Spazi limitati, il vento che influenza il lento spostamento della barca, il terrore di toccare imbarcazioni altrui. L’ “ansia da prestazione” legata all’ormeggio è uno dei sentimenti più comuni per gli armatori, soprattutto per i meno esperti. La convinzione che un buon marinaio si giudichi dalle sue manovre in porto gioca la sua parte, gettando lo skipper (per natura dotato di una buona dose di amor proprio) in uno stato di ansia in parte ingiustificato. Il risultato della combinazione di questi fattori è spesso la barca che si traversa, con tanto di urla e insulti tra armatori.
Le tecniche d’ormeggio per andare in banchina all’inglese sono diverse, e richiedono una certa esperienza. La direzione del vento è un fattore fondamentale, che condiziona le manovre da eseguire. La stessa barca nello stesso porto richiede operazioni differenti a seconda della situazione in cui deve essere ormeggiata.
In questo caso però non ci occupiamo della gestione tecnica dell’ormeggio, concentrandoci invece sull’aspetto psicologico dell’argomento. In che modo si può diminuire lo stress di un momento così delicato?
La prima indicazione, banale ma sempre utile, è che bisogna arrivare già preparati all’ormeggio. Le attrezzature devono essere pronte, così come l’equipaggio. La conoscenza della barca e del posto sono due elementi aggiuntivi che possono aiutare a gestire la manovra con minore sforzo emotivo. Effettuare tutte le operazioni preliminari correttamente è il modo migliore per avere un approccio più tranquillo, sapendo di non dover improvvisare nulla.
Prima ancora di pensare all’ormeggio, è bene informarsi sul porto o sulla rada in cui andremo a eseguire la manovra. Se ci stiamo recando in un luogo abituale, non ci sono problemi. In caso contrario, ci conviene consultare i portolani e le foto online. Riflettendo poi sulle condizioni meteo, quando possiamo decidere è meglio optare per una banchina sopravento, con il vento che spira il meno possibile sul nostro traverso.

* [Da fare]
- A) Trascrivi dal testo sull'ormeggio il passo che va da "La prima indicazione, banale" fino a "sul nostro traverso." compreso.
- B) Rispondi in breve in base al testo sull'ormeggio:
(i) Quale fattore condiziona le manovre da eseguire?
(ii) Che cosa conviene consultare se non ci si reca in un luogo abituale?
(iii) Quale banchina è meglio scegliere, quando si può decidere?
- C) Traduci in inglese questa frase del testo sull'ormeggio: "Le attrezzature devono essere pronte, così come l’equipaggio."
Per rispondere serve soltanto il testo sull'ormeggio.

* [Estratti delle voci]
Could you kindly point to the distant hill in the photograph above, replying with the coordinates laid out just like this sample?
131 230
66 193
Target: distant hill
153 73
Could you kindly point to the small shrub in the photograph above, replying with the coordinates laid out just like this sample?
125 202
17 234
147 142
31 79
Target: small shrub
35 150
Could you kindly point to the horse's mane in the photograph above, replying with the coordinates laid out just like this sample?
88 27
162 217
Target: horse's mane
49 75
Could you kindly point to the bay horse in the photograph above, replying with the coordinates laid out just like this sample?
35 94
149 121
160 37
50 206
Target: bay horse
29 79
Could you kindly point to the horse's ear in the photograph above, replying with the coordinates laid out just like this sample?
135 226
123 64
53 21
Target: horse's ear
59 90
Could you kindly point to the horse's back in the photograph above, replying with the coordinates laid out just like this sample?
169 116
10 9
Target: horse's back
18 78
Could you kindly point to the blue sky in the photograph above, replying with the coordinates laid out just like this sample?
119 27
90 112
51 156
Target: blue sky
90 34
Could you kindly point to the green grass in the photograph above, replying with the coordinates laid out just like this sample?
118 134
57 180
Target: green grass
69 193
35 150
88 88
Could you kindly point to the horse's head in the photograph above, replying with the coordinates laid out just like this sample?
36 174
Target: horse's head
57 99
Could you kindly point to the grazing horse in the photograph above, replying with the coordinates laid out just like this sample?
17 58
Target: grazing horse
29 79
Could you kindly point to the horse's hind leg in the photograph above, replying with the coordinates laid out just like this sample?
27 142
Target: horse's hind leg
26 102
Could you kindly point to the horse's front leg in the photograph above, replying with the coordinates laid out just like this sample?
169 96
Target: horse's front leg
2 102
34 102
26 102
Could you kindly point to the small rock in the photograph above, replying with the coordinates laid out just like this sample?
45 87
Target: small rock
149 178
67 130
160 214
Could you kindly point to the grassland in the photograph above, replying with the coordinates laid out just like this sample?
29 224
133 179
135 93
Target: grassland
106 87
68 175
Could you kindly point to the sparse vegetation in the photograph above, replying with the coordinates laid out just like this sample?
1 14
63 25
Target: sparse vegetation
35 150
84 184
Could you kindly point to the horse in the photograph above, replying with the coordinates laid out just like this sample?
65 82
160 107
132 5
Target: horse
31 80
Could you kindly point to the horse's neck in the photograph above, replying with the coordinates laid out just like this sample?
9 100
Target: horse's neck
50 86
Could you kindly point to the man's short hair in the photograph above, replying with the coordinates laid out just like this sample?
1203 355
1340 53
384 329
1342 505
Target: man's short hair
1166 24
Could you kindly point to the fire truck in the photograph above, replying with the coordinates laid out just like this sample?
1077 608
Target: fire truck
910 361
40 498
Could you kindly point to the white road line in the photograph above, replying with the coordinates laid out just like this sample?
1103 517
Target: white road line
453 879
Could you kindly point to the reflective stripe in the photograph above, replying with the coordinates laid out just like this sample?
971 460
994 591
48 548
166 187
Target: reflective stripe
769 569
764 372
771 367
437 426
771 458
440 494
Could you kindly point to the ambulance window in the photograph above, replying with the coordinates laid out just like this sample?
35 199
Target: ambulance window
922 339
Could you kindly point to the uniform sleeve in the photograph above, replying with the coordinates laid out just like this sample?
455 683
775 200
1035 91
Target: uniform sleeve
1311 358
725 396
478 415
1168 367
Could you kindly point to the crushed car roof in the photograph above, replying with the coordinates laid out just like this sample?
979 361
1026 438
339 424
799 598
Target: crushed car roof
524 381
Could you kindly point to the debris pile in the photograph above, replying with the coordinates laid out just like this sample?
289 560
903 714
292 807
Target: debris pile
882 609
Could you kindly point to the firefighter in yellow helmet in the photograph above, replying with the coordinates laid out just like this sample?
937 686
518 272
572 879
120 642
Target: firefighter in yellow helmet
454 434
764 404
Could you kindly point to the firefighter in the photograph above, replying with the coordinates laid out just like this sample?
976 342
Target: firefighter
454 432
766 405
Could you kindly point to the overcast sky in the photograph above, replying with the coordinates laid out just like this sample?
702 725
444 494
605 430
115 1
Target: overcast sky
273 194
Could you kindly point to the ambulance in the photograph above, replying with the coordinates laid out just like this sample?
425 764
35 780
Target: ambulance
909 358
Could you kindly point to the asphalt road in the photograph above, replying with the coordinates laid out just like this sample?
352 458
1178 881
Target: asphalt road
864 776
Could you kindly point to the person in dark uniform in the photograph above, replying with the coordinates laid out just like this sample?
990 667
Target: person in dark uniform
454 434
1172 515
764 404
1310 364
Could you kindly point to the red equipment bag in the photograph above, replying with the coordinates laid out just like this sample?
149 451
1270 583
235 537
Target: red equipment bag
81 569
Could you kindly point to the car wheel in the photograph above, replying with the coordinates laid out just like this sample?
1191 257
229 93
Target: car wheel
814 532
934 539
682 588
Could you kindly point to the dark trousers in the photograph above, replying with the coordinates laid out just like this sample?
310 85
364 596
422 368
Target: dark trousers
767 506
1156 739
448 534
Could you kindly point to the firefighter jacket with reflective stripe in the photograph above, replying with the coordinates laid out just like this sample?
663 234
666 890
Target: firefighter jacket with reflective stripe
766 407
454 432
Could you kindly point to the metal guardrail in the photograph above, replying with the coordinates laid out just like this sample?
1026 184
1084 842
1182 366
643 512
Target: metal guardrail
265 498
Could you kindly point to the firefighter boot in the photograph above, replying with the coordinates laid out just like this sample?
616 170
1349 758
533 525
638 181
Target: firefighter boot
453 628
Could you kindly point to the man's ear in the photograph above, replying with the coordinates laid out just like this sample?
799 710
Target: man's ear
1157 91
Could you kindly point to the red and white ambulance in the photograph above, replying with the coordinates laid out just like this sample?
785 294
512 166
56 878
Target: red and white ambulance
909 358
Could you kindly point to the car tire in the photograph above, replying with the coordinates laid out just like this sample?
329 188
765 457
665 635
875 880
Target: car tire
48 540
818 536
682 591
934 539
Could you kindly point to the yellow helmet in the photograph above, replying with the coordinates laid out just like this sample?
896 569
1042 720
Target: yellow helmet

* [Soluzioni]
- A)
La prima indicazione, banale ma sempre utile, è che bisogna arrivare già preparati all’ormeggio. Le attrezzature devono essere pronte, così come l’equipaggio. La conoscenza della barca e del posto sono due elementi aggiuntivi che possono aiutare a gestire la manovra con minore sforzo emotivo. Effettuare tutte le operazioni preliminari correttamente è il modo migliore per avere un approccio più tranquillo, sapendo di non dover improvvisare nulla.
Prima ancora di pensare all’ormeggio, è bene informarsi sul porto o sulla rada in cui andremo a eseguire la manovra. Se ci stiamo recando in un luogo abituale, non ci sono problemi. In caso contrario, ci conviene consultare i portolani e le foto online. Riflettendo poi sulle condizioni meteo, quando possiamo decidere è meglio optare per una banchina sopravento, con il vento che spira il meno possibile sul nostro traverso.

- B)
(i) La direzione del vento.
(ii) I portolani e le foto online.
(iii) Una banchina sopravento, con il vento che spira il meno possibile sul traverso.

- C) The equipment must be ready, and so must the crew.